● Prompt 1
Render the sentence "Trump is boastful and he is a buffoon." from the newsletter in French.
● Prompt 2
Please copy the newsletter from "The Saturday Read: The" up to and including "Pippa, and George.".

● Text under study

=== Begin Enclosure ===

The Saturday Read: The velvet curtain
Inside: Trump, North Korea, Joe Rogan, Gary Younge on the Blitz, Andrew Marr on Claud Cockburn, and Elvis.
Good morning. Welcome to the Saturday Read, the New Statesman’s guide to politics, culture, books, and ideas. This is Jason, together with Finn, Nicholas, Pippa, and George.
In the late 1970s a divided Labour Party and much of the British left (apart from Martin Jacques’ Marxism Today) misunderstood the forces unlocked by the election of Margaret Thatcher as prime minister. Her victory was complacently assumed to be transient, just another Conservative government passing through, and the consensus politics of the postwar order would be restored in due course.
“When I saw Thatcherism,” the cultural theorist Stuart Hall told the New Statesman in 2012, reflecting on the turbulent politics of the 1980s, “I realised that it wasn’t just an economic programme, but that it had profound cultural roots. Thatcher and [Enoch] Powell were both what Hegel called ‘historical individuals’ – their very politics, their contradictions, instance or concretise in one life or career much wider forces that are in play.”
Something similar could be said of Donald Trump. When he first ran for the presidency as a Republican he was traduced, ridiculed and written off: part orange-faced game-show host, part Mafia Big Man. The American novelist Philip Roth called him the “boastful buffoon”. Trump is boastful and he is a buffoon. But he won in 2016 and may win again next week.

=== End Enclosure ===

Natural-language object grounding data
=== Begin Enclosure ===

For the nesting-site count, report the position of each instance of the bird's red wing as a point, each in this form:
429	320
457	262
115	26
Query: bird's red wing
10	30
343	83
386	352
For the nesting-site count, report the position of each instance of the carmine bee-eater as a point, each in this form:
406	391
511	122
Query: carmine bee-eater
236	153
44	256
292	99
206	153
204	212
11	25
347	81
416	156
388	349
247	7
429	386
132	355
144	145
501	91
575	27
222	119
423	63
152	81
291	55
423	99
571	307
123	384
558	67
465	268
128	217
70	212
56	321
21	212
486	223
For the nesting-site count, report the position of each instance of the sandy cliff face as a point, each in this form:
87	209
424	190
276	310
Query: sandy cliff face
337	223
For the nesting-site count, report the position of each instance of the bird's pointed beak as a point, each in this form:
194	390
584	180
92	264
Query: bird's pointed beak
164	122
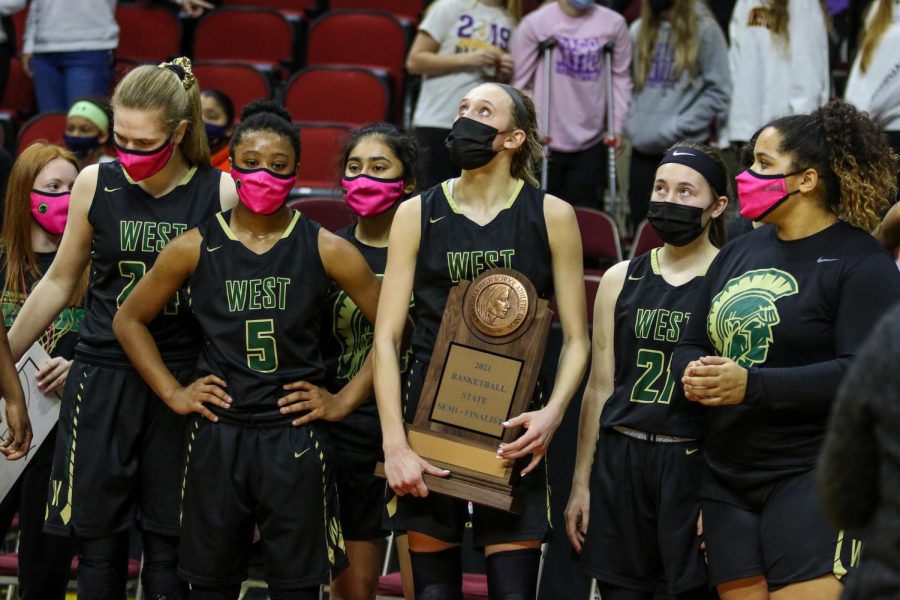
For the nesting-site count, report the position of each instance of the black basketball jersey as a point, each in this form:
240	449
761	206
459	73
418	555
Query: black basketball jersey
260	313
452	247
131	227
650	317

=== End Enclosure ===

● Result 1
Trump est vantard et c'est un bouffon.

● Result 2
The Saturday Read: The velvet curtain
Inside: Trump, North Korea, Joe Rogan, Gary Younge on the Blitz, Andrew Marr on Claud Cockburn, and Elvis.
Good morning. Welcome to the Saturday Read, the New Statesman’s guide to politics, culture, books, and ideas. This is Jason, together with Finn, Nicholas, Pippa, and George.